Work order: For this exercise, copy the records below exactly and exclude every image.

Data provided:
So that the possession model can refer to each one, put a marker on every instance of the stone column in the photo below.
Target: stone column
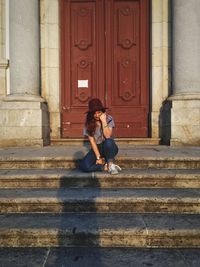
(24, 49)
(185, 113)
(24, 114)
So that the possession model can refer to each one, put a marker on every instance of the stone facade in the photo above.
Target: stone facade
(44, 103)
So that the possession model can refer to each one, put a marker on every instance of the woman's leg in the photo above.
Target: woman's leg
(109, 149)
(88, 163)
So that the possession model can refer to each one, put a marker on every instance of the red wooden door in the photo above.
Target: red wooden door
(105, 54)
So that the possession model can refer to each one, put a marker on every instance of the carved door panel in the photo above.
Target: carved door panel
(105, 55)
(82, 61)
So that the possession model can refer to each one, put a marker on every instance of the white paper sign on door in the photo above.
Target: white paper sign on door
(82, 83)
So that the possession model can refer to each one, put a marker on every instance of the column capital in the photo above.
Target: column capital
(23, 98)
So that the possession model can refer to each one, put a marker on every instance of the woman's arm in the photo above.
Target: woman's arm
(95, 149)
(107, 131)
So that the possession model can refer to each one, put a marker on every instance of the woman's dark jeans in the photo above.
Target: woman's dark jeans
(108, 150)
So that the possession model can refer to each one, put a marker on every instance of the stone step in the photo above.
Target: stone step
(124, 162)
(149, 157)
(99, 257)
(119, 141)
(128, 178)
(100, 200)
(100, 230)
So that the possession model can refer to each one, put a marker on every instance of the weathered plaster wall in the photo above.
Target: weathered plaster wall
(3, 61)
(50, 61)
(160, 66)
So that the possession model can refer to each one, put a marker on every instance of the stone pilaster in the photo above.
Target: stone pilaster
(185, 112)
(23, 113)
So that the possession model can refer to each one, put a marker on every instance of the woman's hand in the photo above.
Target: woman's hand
(103, 118)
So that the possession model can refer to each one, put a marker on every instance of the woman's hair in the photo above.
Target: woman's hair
(90, 123)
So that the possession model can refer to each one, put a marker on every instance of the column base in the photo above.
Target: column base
(24, 123)
(185, 120)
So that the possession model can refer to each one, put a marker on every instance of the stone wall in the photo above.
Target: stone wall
(50, 63)
(3, 60)
(160, 68)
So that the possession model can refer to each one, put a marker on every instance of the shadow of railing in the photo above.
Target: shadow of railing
(79, 217)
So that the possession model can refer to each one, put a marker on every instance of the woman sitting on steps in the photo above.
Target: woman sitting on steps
(99, 128)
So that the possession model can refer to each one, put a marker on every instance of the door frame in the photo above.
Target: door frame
(51, 55)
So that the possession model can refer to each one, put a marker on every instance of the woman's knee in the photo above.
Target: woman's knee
(109, 143)
(84, 166)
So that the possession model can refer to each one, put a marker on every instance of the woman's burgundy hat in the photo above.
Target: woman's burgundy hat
(95, 105)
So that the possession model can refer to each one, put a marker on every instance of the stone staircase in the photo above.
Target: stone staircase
(153, 203)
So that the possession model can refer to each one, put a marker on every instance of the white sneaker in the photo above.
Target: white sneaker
(114, 169)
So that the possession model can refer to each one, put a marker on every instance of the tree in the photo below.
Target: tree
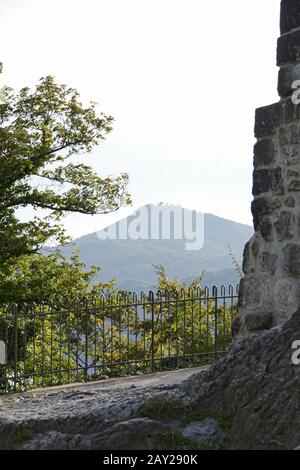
(40, 131)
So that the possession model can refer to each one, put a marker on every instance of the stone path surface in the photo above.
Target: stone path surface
(88, 408)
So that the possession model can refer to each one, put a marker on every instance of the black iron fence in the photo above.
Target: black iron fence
(121, 334)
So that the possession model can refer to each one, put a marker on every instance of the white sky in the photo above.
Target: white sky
(181, 77)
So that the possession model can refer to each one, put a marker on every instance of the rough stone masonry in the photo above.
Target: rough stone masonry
(270, 290)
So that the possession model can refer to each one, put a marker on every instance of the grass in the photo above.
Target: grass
(22, 434)
(199, 414)
(167, 440)
(162, 408)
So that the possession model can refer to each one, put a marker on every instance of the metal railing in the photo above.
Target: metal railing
(118, 335)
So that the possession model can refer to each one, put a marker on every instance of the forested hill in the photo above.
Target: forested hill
(131, 261)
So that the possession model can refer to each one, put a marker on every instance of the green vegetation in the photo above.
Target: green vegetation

The completed task:
So that the possession model can refer to each one, put a marker on every instance of the stone column in the photo below.
Target: stone column
(24, 49)
(185, 113)
(24, 114)
So that the possession model can refer to each one, put a marker on every instance of the stone facade in the photo above.
Target: stone facade
(44, 103)
So that the possession model can refer to each one, put a marker on every instance of the woman's leg in the photo above.
Target: woman's leg
(109, 149)
(88, 163)
So that the possession model can refer to each one, put a marker on every instance of the red wooden door in the photo above.
Target: red wooden door
(105, 54)
So that the possession model can refer to each one, put a marker on every instance of the carved door panel in the photo above.
Target: carved door panel
(105, 55)
(82, 61)
So that the possession model can refer to each one, put a marker on every instance of the white paper sign on door in the photo above.
Target: white paper sign on door
(82, 83)
So that the possession model can refer to each one, put a marker on every instance of the column capital in the photo above.
Target: column capital
(23, 98)
So that the possession model can refer to each one, put a marker on every instance of the woman's arm in the photo above.
Target: woman's arm
(95, 149)
(107, 131)
So that the possession model can refer to each one, put a marker on every instance of the woman's dark jeans in the photo above.
Target: woman's dark jeans
(108, 150)
So that the possession model can refer to each one, put a marker on every instance of the stone step in the photo above.
Target: stone step
(124, 162)
(149, 157)
(99, 257)
(119, 141)
(128, 178)
(100, 200)
(100, 230)
So that the possession model can refer to each one, put a marker on every instance of the weathered plaster wall in the photo above.
Target: weathered plaster wall
(3, 61)
(50, 61)
(160, 66)
So that the possession model can refer to each one, put a marker on every instance of the stone pilaster in the photo above.
Target: stone pilaster
(185, 112)
(23, 113)
So that the possession model can refer to each one, put a marker on every instance of the woman's hand in the photo above.
Target: woman's hand
(103, 118)
So that the possession model can refer to each one, put a marker on every instance of the woman's hair in the photo above.
Target: woman's hair
(90, 123)
So that the possession model can refer to each one, put a marker on every instance of the column base in the photo above.
Target: column base
(24, 123)
(185, 120)
So that the possession model can refer to each one, put a marker on every instance of the stone wall in the photo above.
Target: stone wall
(50, 63)
(3, 60)
(160, 68)
So that the possession model can refer to each one, put a marker on every instance of the shadow of railing in the photo above.
Target: shadow of railing
(79, 217)
So that the possession model can refer to each one, put a marker on every instance of the woman sitting on steps in the photo above.
Target: woman sitting on steps
(99, 128)
So that the possession model can refer to each one, put a marker on every instance of the door frame in the photo above.
Target: door frame
(51, 55)
So that the possession model can refer to each one, put a marker on every instance of the woman's knee in the photo above.
Target: woman's knee
(109, 143)
(84, 166)
So that the possession model can refer to each one, put a marker on every instance of the woman's burgundy hat in the photo above.
Target: woman's burgundy hat
(95, 105)
So that the possession model can refer to each one, put a marker on every instance of the stone staircase in the photo above.
Target: stone staircase
(153, 203)
So that the possession model can refer to each one, put a marker on every instance of the white sneaker in the photo above.
Target: white sneaker
(114, 169)
So that the possession model can refer to each one, put a marker on every instance of the tree in the photo below.
Target: tree
(40, 131)
So that the possession model can refer to each one, put a marker on every instance of the stone path surface in the photo above.
Target: stone path surface
(88, 408)
So that the possession model can refer to each one, put a marker on every instance of the black iron fence in the photo above.
Target: black iron fence
(121, 334)
So that the possession model can refer to each one, put a marker on every instance of the white sky in the photo above.
Target: white sky
(181, 77)
So that the possession model can refer to each one, put a marker on every instance of the rough stone masonry in the photo above.
Target: rough stone masonry
(270, 290)
So that the possession model can refer to each one, put a marker on every instance of the grass in the photo above.
Target: grass
(22, 434)
(199, 414)
(167, 440)
(162, 408)
So that the possession model can refer to each one, put a marker on every instance of the metal railing in the photo above.
Target: metal railing
(118, 335)
So that the possession model can refer to each one, put a marker on every instance of the forested hill in the photo above.
Target: forested hill
(131, 261)
So that the possession model can refer to each one, put a marker on every instance of the green vegetation in the photo above.
Target: green vegetation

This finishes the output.